+++ Supplied records +++

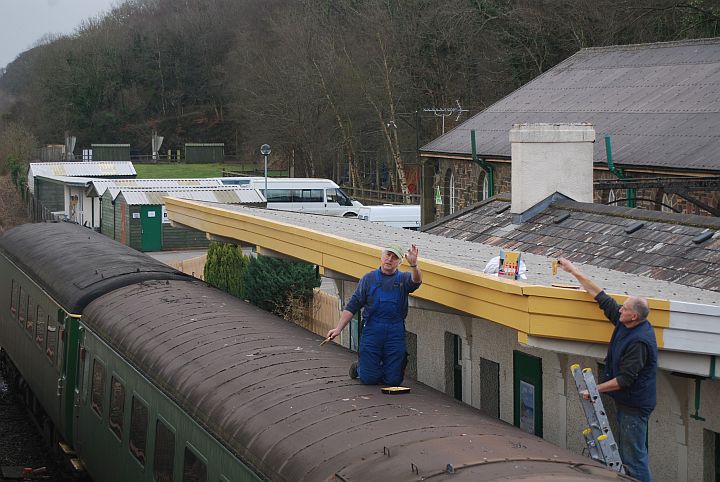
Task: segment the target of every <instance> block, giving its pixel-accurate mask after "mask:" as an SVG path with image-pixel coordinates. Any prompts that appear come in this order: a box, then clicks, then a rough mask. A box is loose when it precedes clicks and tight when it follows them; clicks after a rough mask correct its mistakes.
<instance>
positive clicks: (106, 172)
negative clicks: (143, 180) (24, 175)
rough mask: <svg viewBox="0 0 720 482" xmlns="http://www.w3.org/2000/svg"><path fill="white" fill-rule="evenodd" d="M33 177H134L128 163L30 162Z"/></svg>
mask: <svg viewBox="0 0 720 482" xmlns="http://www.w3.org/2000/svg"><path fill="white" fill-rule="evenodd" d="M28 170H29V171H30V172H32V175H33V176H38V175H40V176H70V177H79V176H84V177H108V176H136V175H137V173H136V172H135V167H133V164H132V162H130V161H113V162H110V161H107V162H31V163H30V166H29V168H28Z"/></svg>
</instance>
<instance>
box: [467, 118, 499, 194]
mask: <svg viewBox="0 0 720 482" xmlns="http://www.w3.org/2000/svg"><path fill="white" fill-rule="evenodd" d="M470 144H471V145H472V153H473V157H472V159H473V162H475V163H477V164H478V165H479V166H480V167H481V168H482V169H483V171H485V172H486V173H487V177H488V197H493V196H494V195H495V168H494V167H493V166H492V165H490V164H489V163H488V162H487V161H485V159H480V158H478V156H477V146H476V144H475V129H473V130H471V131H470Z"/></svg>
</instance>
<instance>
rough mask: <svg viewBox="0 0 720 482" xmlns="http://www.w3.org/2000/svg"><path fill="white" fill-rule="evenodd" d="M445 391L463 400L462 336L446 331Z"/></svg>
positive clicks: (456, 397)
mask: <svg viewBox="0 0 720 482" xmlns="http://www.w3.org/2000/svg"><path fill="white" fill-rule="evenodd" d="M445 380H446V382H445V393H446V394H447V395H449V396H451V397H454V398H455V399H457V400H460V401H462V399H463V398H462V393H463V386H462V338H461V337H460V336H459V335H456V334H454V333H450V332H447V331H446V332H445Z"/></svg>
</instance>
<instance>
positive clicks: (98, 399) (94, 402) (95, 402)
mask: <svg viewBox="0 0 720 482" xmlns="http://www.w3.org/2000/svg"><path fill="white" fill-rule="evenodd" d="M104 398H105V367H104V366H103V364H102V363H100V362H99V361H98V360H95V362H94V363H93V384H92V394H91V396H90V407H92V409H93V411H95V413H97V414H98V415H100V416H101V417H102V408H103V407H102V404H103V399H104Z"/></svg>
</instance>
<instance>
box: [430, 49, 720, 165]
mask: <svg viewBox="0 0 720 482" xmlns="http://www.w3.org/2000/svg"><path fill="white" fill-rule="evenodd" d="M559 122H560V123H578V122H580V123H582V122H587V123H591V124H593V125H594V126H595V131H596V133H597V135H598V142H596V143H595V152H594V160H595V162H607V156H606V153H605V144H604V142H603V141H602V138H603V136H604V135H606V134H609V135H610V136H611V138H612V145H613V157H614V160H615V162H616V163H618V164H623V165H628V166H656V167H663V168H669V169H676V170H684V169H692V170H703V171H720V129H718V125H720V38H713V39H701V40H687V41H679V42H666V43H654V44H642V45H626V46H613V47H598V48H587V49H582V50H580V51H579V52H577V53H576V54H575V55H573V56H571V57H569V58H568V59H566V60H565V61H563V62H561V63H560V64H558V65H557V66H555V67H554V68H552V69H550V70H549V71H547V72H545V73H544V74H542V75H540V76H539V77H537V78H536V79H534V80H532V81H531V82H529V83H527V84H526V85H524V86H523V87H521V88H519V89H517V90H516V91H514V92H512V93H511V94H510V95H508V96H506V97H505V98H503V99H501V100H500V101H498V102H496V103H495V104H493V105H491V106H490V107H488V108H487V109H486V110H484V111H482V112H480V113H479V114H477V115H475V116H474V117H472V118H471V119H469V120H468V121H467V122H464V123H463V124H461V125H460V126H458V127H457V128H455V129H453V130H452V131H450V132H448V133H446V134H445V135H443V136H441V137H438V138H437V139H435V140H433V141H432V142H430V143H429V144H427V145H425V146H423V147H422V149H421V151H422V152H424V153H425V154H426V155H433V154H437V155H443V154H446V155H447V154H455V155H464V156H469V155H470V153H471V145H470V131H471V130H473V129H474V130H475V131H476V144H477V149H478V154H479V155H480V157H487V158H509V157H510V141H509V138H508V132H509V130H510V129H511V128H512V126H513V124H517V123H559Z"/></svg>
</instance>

+++

#### Your instructions
Reproduce the listing exactly, minus its pictures.

#### Expected answer
Task: segment the target of every <instance> block, giving its pixel-accurate mask after "mask:" as an SVG path with image-pixel coordinates. Any prompts that appear come in this order: a box, then clicks, then a rough mask. A box is loose when it precedes clicks and tight when it follows them; clicks after a rough mask correct its mistakes.
<instance>
positive clicks: (106, 172)
negative clicks: (143, 180) (24, 175)
rough mask: <svg viewBox="0 0 720 482" xmlns="http://www.w3.org/2000/svg"><path fill="white" fill-rule="evenodd" d="M33 177H134L128 163L30 162Z"/></svg>
mask: <svg viewBox="0 0 720 482" xmlns="http://www.w3.org/2000/svg"><path fill="white" fill-rule="evenodd" d="M28 170H29V171H30V172H32V175H33V176H38V175H40V176H70V177H79V176H84V177H108V176H136V175H137V173H136V172H135V167H133V164H132V162H130V161H113V162H110V161H107V162H31V163H30V166H29V168H28Z"/></svg>
</instance>
<instance>
box: [467, 118, 499, 194]
mask: <svg viewBox="0 0 720 482" xmlns="http://www.w3.org/2000/svg"><path fill="white" fill-rule="evenodd" d="M470 144H471V145H472V153H473V157H472V159H473V162H475V163H477V164H478V165H479V166H480V167H481V168H482V169H483V171H485V172H486V173H487V177H488V197H493V196H494V195H495V168H494V167H493V166H492V165H490V164H489V163H488V162H487V161H485V159H480V158H478V156H477V146H476V144H475V129H473V130H471V131H470Z"/></svg>
</instance>
<instance>
rough mask: <svg viewBox="0 0 720 482" xmlns="http://www.w3.org/2000/svg"><path fill="white" fill-rule="evenodd" d="M445 391L463 400L462 336L446 331Z"/></svg>
positive clicks: (456, 397)
mask: <svg viewBox="0 0 720 482" xmlns="http://www.w3.org/2000/svg"><path fill="white" fill-rule="evenodd" d="M445 380H446V382H445V393H446V394H447V395H449V396H451V397H454V398H455V399H457V400H460V401H462V399H463V398H462V393H463V386H462V338H461V337H460V336H459V335H456V334H454V333H450V332H447V331H446V332H445Z"/></svg>
</instance>
<instance>
positive clicks: (98, 399) (94, 402) (95, 402)
mask: <svg viewBox="0 0 720 482" xmlns="http://www.w3.org/2000/svg"><path fill="white" fill-rule="evenodd" d="M104 398H105V367H104V366H103V364H102V363H100V362H99V361H98V360H95V362H94V363H93V384H92V394H91V396H90V407H92V409H93V411H95V413H97V414H98V415H100V416H101V417H102V408H103V407H102V404H103V399H104Z"/></svg>
</instance>
<instance>
box: [430, 49, 720, 165]
mask: <svg viewBox="0 0 720 482" xmlns="http://www.w3.org/2000/svg"><path fill="white" fill-rule="evenodd" d="M559 122H560V123H578V122H580V123H582V122H587V123H591V124H593V125H594V126H595V131H596V133H597V135H598V142H596V143H595V152H594V160H595V162H607V156H606V153H605V144H604V142H603V141H602V138H603V136H604V135H606V134H609V135H610V136H611V138H612V145H613V157H614V160H615V162H616V163H618V164H623V165H628V166H656V167H663V168H669V169H676V170H684V169H692V170H703V171H720V129H718V125H720V38H713V39H701V40H687V41H679V42H666V43H654V44H642V45H626V46H613V47H598V48H587V49H582V50H580V51H579V52H577V53H576V54H575V55H573V56H571V57H569V58H568V59H566V60H565V61H563V62H561V63H560V64H558V65H557V66H555V67H554V68H552V69H550V70H549V71H547V72H545V73H544V74H542V75H540V76H539V77H537V78H536V79H534V80H532V81H531V82H529V83H527V84H526V85H524V86H523V87H521V88H519V89H517V90H516V91H514V92H512V93H511V94H510V95H508V96H506V97H505V98H503V99H501V100H500V101H498V102H496V103H495V104H493V105H491V106H490V107H488V108H487V109H486V110H484V111H482V112H480V113H479V114H477V115H475V116H474V117H472V118H471V119H469V120H468V121H467V122H464V123H463V124H461V125H460V126H458V127H457V128H455V129H453V130H452V131H450V132H448V133H446V134H445V135H443V136H441V137H438V138H437V139H435V140H433V141H432V142H430V143H429V144H427V145H425V146H423V147H422V149H421V151H422V152H424V153H425V154H426V155H433V154H437V155H443V154H446V155H447V154H455V155H464V156H469V155H470V153H471V145H470V131H471V130H473V129H474V130H475V131H476V144H477V149H478V154H479V155H480V157H487V158H509V157H510V141H509V138H508V132H509V130H510V129H511V128H512V126H513V124H517V123H559Z"/></svg>
</instance>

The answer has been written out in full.